_Source document_
++++

On the Baldwin Rating Scale it gets an Alec in historical context and a reluctant Steven for the modern viewer.
This weekend seemed like a good time to dive into Tom Cruise's catalog of excellently homo eroticism free film performances (in which he personally, PERSONALLY, cures film goers of their drug addictions through the power of his acting.) I decided to start with this one because it was one of those movies I'd been looking forward until I read reviews, and sometimes those turn out to be better than the press. This one wasn't.
It started reasonably well, though I'm not a fan of the jittery hand-held camera work in a film like this, it feels cheap and distracting. The opening sequences establishing the characters were engaging and interesting. Then the actual film starts and it begins to unravel. The problem is with the script, Mann directs the long stretches of dialog with enough skill to keep things interesting and the action sequences are tight and entertaining. On the other hand the characters are all sketched in with Mamet sparsity, but without Mamet's gift for dialog or tense relationships. You don't really care about what's going on or what's going to happen, and that's a big flaw in a film like this that wants to be a thriller. The world of L.A. at night is also rendered in a flat style that makes it seem almost dead. This may be intentional, but it was not a good choice.

++++

_Dataset content_
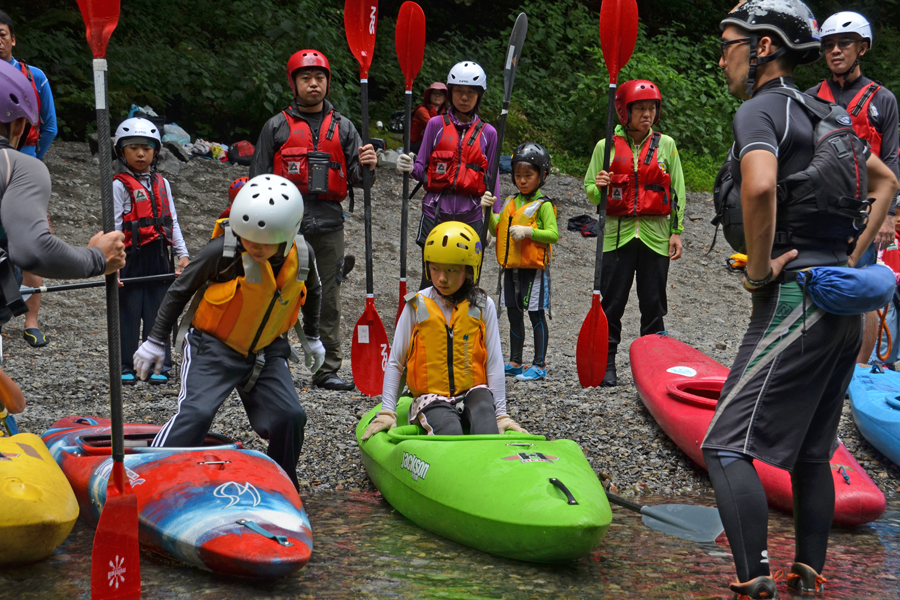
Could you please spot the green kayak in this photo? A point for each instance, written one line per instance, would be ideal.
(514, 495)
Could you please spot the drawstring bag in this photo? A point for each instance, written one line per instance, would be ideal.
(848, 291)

++++

_Directives_
a) Pull out the passage of the film review above that runs between "On the Baldwin" and "This one wasn't.", inclusive, and copy it word for word.
b) Write the next part of the film review above, picking up right after its final sentence.

_Responses in order_
a)
On the Baldwin Rating Scale it gets an Alec in historical context and a reluctant Steven for the modern viewer.
This weekend seemed like a good time to dive into Tom Cruise's catalog of excellently homo eroticism free film performances (in which he personally, PERSONALLY, cures film goers of their drug addictions through the power of his acting.) I decided to start with this one because it was one of those movies I'd been looking forward until I read reviews, and sometimes those turn out to be better than the press. This one wasn't.

b)
The film's climax is as absurd and ridiculous as you've probably heard, and really takes it down a few notches. It makes what worked earlier, the cold professionalism of the Assassin's rounds seem almost accidental and it leaves you rolling your eyes and waiting for the credits. It's almost as if the studio let Mann make 3/4 of the film he wanted and then asked him to turn the end into a standard big-budget picture. "Make it like Die Hard in an office building!"
As for the acting? Pretty decent. Tom Cruise does a believable killer and his gray hair and beard work well to ameliorate his boyish charm. On the other hand when he's asked to talk all fancy and stuff he comes off as a little flat and vapid. I don't think that's current events weighing on my opinion, though the fault, dear Brutus, could lie with the script.
Up until the end Collateral had a decent change at being a Steven, but when you start going all ridiculous blockbuster on me and don't even give me some fancy stuff 'splodin' well...
*Edsels are like kryptonite to the ladies, and don't let anyone tell you different.